> _TEXT UNDER STUDY_
The factory planner takes information from the Planning Executive and works on them in the factory, such as scheduling and sequencing work lines with delivery dates; working closely with the production department at the factory; liaising with fabric suppliers for procurement of fabric. The planner does the detailed planning of work for each line as per the customer information supplied; purchasing of fabric and trimmings; loading the cutting room in time; production control, that is, to ensure that quantities ordered match with the cut quantities.

Before a garment can go onto the production line, there is a huge amount of pre-production activity that must take place. Sometimes it is done as specified by the customer or on a general basis. Activities are allocated to individuals who can cross-examine them before sending them to the sewing floor, for example, label information, wearer trials, quality seals, and fabric approval. By doing this it becomes easy for the planning department to track where the product is on the planning board and where it needs to be pushed forward or backward, and hence maintain a critical path to attain the target. If by any case the production is delayed by some weeks or days, the problem is highlighted on the planning board. So the PE must postpone the start date and try to expedite the pre-production process.

Therefore, only the fittest and leanest organizations survive in the race for manufacturing quality apparel in the desired time by working efficiently, cost-effectively, responsively, and flexibly.

Production Control in Apparel Industry:
Production control is the process of planning production in advance of operations, establishing the exact way of each individual item part or assembly, setting, starting, and finishing for each important item, assembly or the finishing production, and releasing the necessary orders as well as initiating the necessary follow-up so that the production may run according to the original or revised schedule.

Areas of Production Control:

Despatching:
Dispatching is an important step as it translates production plans into production. Dispatching involves issue of production orders for starting the operations. Conformation is given for:
  • Moving of materials from process to process.
  • Assigning of work to machines.
  • Issuing of tools to production departments.
  • Issuing of job orders.
  • Recording of time taken.
  • Ensuring necessary changes.
  • Having proper liaison with routing
Follow-up or expediting:
Follow up or expediting is that branch of production control procedure which regulates the progress of materials and part through the production process. It is done to check if there are any bottlenecks in the flow of work and to ensure that the production operations are occurring in accordance with plans. It spots delays or deviations from the production plans. It also helps to reveal defects in routing and scheduling, under loading or overloading of work, etc. All remedial measures are taken to ensure that the work is completed by the planned date.

Inspection:
To ensure the quality of goods inspection is also very important. The purpose of inspection is to see whether the products manufactured are of requisite quality or not. It is carried on at various levels of production process so that pre-determined standards of quality are achieved. Inspection is undertaken both of products and inputs.

Corrective measures:
Corrective measures may involve any of those activities of adjusting the route, rescheduling of work, repairs and maintenance of machinery or equipment, and control over inventories. Alternative methods are suggested to handle peak loads.

Importance of Production Planning and Control in Apparel Industry:
Production planning and control is important for the following reasons –

A. For Increasing Production: Main purpose of production planning is to arrange inputs. Production control programme minimizes idleness of men and machines. It thus helps in raising industrial output.

B. For coordinating plant activity: In planning production is carried out in a number of processes and thus activities are synchronized for smooth working.

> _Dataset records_

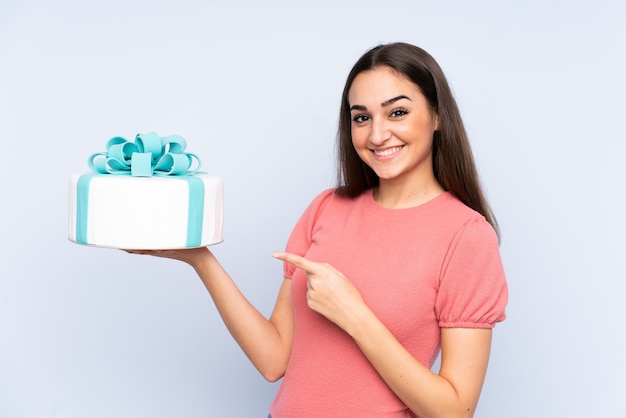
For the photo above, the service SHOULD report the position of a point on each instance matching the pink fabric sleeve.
(302, 234)
(473, 291)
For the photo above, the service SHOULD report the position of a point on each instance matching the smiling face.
(392, 126)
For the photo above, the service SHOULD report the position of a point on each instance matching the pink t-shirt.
(419, 269)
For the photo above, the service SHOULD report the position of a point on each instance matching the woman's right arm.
(266, 342)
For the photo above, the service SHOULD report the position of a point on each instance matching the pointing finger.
(296, 260)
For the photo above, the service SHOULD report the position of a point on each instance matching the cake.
(146, 194)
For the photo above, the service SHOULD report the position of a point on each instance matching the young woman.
(397, 264)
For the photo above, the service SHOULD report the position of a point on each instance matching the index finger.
(296, 260)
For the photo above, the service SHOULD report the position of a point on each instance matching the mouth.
(387, 152)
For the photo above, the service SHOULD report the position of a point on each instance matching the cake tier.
(149, 213)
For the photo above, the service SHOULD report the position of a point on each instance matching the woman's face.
(392, 125)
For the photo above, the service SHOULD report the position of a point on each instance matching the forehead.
(380, 84)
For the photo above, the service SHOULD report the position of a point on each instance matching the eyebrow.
(383, 104)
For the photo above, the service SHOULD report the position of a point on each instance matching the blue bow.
(150, 155)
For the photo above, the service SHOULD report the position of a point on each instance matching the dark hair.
(453, 162)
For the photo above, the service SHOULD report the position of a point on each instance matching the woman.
(398, 263)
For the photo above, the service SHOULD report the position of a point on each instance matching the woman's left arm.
(454, 392)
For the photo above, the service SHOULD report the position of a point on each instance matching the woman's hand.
(329, 292)
(191, 256)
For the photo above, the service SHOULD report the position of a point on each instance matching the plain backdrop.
(254, 87)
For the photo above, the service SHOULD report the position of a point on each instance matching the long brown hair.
(453, 161)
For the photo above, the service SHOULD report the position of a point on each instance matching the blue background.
(254, 87)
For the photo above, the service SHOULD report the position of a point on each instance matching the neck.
(399, 196)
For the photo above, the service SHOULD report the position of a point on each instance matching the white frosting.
(145, 212)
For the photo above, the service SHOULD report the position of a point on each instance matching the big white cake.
(111, 207)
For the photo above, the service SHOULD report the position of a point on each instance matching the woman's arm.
(266, 342)
(453, 392)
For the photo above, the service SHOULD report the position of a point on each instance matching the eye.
(360, 118)
(397, 113)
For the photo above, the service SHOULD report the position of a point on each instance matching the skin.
(392, 132)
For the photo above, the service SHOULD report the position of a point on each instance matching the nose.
(379, 133)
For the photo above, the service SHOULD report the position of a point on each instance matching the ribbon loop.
(147, 156)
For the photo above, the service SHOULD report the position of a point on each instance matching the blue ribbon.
(150, 155)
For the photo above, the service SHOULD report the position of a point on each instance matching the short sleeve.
(302, 234)
(473, 291)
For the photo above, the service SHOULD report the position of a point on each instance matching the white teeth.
(387, 152)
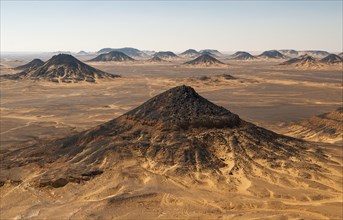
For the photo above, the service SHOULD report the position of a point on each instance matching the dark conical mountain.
(189, 53)
(133, 52)
(156, 59)
(211, 52)
(326, 127)
(177, 133)
(112, 56)
(289, 53)
(82, 52)
(303, 61)
(241, 55)
(332, 59)
(205, 60)
(64, 68)
(182, 106)
(166, 55)
(34, 64)
(272, 54)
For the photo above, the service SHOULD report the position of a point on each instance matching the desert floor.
(265, 94)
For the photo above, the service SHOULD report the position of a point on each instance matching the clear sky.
(171, 25)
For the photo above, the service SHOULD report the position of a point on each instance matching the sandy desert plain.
(264, 93)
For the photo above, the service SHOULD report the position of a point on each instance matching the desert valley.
(131, 134)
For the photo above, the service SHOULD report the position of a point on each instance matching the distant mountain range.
(241, 55)
(112, 56)
(31, 65)
(166, 55)
(82, 52)
(211, 52)
(272, 54)
(306, 61)
(309, 61)
(189, 53)
(156, 59)
(332, 59)
(326, 127)
(133, 52)
(63, 68)
(205, 60)
(313, 53)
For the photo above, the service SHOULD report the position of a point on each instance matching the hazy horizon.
(223, 25)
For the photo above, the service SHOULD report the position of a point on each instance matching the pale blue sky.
(171, 25)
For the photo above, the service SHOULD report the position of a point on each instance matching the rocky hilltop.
(156, 59)
(205, 60)
(34, 64)
(166, 55)
(272, 54)
(304, 61)
(63, 68)
(332, 59)
(116, 56)
(241, 55)
(177, 133)
(175, 153)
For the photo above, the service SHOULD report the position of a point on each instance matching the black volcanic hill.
(133, 52)
(166, 55)
(105, 50)
(211, 52)
(189, 53)
(205, 60)
(316, 53)
(112, 56)
(34, 64)
(289, 53)
(303, 61)
(272, 54)
(64, 68)
(183, 107)
(177, 133)
(82, 52)
(332, 59)
(241, 55)
(156, 59)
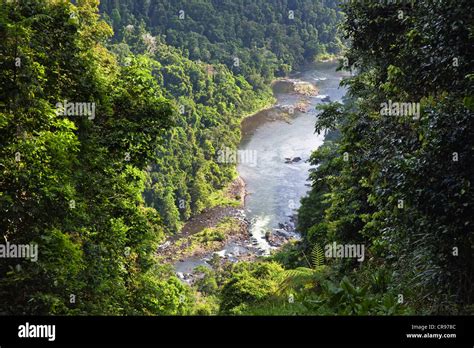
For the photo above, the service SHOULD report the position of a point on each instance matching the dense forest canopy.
(112, 115)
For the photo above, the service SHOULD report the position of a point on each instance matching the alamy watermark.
(67, 108)
(400, 109)
(229, 156)
(335, 250)
(25, 251)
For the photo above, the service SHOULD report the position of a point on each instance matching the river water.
(275, 187)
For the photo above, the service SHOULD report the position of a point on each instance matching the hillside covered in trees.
(112, 116)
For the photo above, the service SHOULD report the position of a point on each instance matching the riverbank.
(258, 215)
(210, 230)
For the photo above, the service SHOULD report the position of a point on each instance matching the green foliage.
(393, 158)
(66, 184)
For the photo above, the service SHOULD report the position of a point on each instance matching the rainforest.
(236, 157)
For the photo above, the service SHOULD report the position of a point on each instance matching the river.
(275, 183)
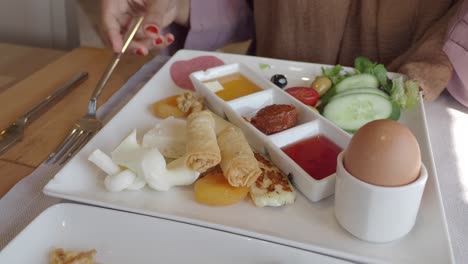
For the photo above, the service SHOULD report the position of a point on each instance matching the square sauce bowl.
(312, 135)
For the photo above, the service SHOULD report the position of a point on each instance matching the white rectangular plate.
(120, 237)
(304, 224)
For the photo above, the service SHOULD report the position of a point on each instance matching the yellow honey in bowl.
(236, 85)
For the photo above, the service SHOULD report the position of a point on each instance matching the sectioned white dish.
(120, 237)
(304, 224)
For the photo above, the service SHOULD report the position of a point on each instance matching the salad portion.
(351, 99)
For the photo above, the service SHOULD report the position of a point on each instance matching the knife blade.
(14, 133)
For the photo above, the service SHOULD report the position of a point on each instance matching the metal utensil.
(85, 127)
(15, 132)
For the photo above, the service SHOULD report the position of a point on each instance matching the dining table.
(28, 74)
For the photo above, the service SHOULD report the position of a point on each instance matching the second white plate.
(120, 237)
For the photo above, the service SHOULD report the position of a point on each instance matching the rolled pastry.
(237, 159)
(202, 146)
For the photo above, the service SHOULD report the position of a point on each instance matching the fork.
(88, 125)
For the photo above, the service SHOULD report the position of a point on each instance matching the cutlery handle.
(52, 98)
(110, 69)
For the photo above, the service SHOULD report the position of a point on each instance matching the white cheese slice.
(169, 136)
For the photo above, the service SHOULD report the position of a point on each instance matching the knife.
(14, 133)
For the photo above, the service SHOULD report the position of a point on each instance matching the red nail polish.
(152, 29)
(158, 41)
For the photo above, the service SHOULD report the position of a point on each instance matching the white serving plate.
(304, 224)
(120, 237)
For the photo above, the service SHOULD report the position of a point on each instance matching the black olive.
(279, 80)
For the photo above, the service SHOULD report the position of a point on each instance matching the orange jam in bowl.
(236, 85)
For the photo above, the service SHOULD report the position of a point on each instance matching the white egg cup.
(375, 213)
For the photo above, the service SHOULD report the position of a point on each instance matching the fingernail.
(152, 29)
(169, 39)
(158, 41)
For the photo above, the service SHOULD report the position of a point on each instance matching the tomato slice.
(306, 95)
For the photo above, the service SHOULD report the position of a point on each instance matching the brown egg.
(383, 153)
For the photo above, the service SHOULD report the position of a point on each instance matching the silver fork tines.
(85, 128)
(82, 132)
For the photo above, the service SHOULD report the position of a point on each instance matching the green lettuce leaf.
(380, 72)
(333, 73)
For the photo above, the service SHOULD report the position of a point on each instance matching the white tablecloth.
(448, 129)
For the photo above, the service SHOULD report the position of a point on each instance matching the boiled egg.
(383, 153)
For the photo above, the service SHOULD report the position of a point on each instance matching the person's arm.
(456, 48)
(426, 61)
(213, 24)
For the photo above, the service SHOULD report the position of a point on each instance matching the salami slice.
(180, 70)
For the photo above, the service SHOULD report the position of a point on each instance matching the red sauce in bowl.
(315, 155)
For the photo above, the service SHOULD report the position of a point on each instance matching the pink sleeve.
(214, 23)
(456, 48)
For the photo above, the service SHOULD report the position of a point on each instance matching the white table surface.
(448, 128)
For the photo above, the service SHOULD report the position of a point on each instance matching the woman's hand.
(432, 78)
(158, 14)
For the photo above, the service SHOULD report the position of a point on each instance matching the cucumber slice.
(357, 81)
(362, 91)
(350, 112)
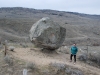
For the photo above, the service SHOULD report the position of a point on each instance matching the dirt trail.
(42, 58)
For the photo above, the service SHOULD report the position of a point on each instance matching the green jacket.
(74, 50)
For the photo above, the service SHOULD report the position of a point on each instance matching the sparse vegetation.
(8, 60)
(11, 48)
(31, 66)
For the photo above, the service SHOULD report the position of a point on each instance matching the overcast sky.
(80, 6)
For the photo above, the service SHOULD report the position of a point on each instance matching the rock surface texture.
(47, 34)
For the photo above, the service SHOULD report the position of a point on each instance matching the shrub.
(82, 57)
(95, 57)
(8, 60)
(63, 69)
(31, 66)
(11, 48)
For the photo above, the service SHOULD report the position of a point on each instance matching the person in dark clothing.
(74, 51)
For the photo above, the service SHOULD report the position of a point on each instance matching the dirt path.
(41, 58)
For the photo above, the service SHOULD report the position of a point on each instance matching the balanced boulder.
(47, 34)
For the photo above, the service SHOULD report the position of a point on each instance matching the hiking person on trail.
(74, 51)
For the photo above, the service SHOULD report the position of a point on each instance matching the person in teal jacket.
(74, 51)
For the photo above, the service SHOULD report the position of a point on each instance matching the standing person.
(74, 51)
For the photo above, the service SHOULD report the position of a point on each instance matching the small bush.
(11, 48)
(31, 66)
(63, 69)
(95, 57)
(8, 60)
(82, 57)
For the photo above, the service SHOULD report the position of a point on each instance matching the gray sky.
(81, 6)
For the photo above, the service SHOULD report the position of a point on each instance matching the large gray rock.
(47, 34)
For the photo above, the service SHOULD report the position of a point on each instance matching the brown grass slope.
(16, 22)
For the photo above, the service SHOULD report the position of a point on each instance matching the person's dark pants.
(72, 56)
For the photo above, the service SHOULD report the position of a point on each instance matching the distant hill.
(16, 22)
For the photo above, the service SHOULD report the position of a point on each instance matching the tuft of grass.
(31, 66)
(8, 60)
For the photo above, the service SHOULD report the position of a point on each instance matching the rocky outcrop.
(47, 34)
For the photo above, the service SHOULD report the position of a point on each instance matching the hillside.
(16, 22)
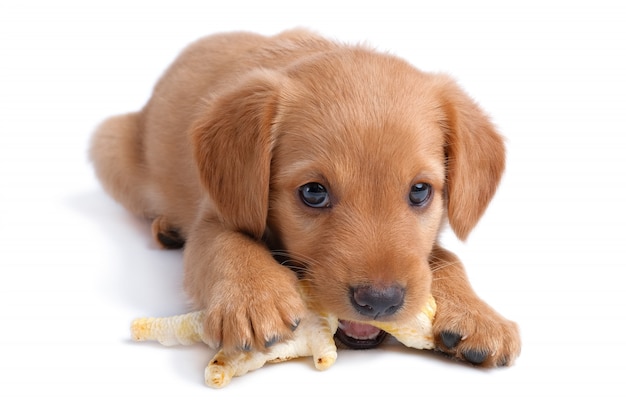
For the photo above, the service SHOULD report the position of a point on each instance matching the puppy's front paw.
(477, 335)
(254, 314)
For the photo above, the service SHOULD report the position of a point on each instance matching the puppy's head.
(349, 162)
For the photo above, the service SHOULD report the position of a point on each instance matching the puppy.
(273, 159)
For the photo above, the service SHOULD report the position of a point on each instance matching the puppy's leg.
(167, 235)
(119, 161)
(466, 327)
(250, 300)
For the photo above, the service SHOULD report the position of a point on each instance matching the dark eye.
(420, 194)
(314, 195)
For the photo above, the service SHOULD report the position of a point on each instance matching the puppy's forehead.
(364, 113)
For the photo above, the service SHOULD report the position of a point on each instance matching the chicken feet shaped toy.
(313, 337)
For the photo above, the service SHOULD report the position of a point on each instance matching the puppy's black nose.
(377, 302)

> _REQUIREMENT 1_
Answer these questions from the apparel production text:
(a) What must the PE do if production is delayed by some weeks or days?
(b) What is the purpose of inspection?
(c) What does the production control programme minimize?
> _REQUIREMENT 2_
Reproduce the part of the apparel production text that begins at the words "The factory planner" and stops after "the cut quantities.".

> _OUTPUT 1_
(a) Postpone the start date and try to expedite the pre-production process.
(b) To see whether the products manufactured are of requisite quality or not.
(c) Idleness of men and machines.

> _OUTPUT 2_
The factory planner takes information from the Planning Executive and works on them in the factory, such as scheduling and sequencing work lines with delivery dates; working closely with the production department at the factory; liaising with fabric suppliers for procurement of fabric. The planner does the detailed planning of work for each line as per the customer information supplied; purchasing of fabric and trimmings; loading the cutting room in time; production control, that is, to ensure that quantities ordered match with the cut quantities.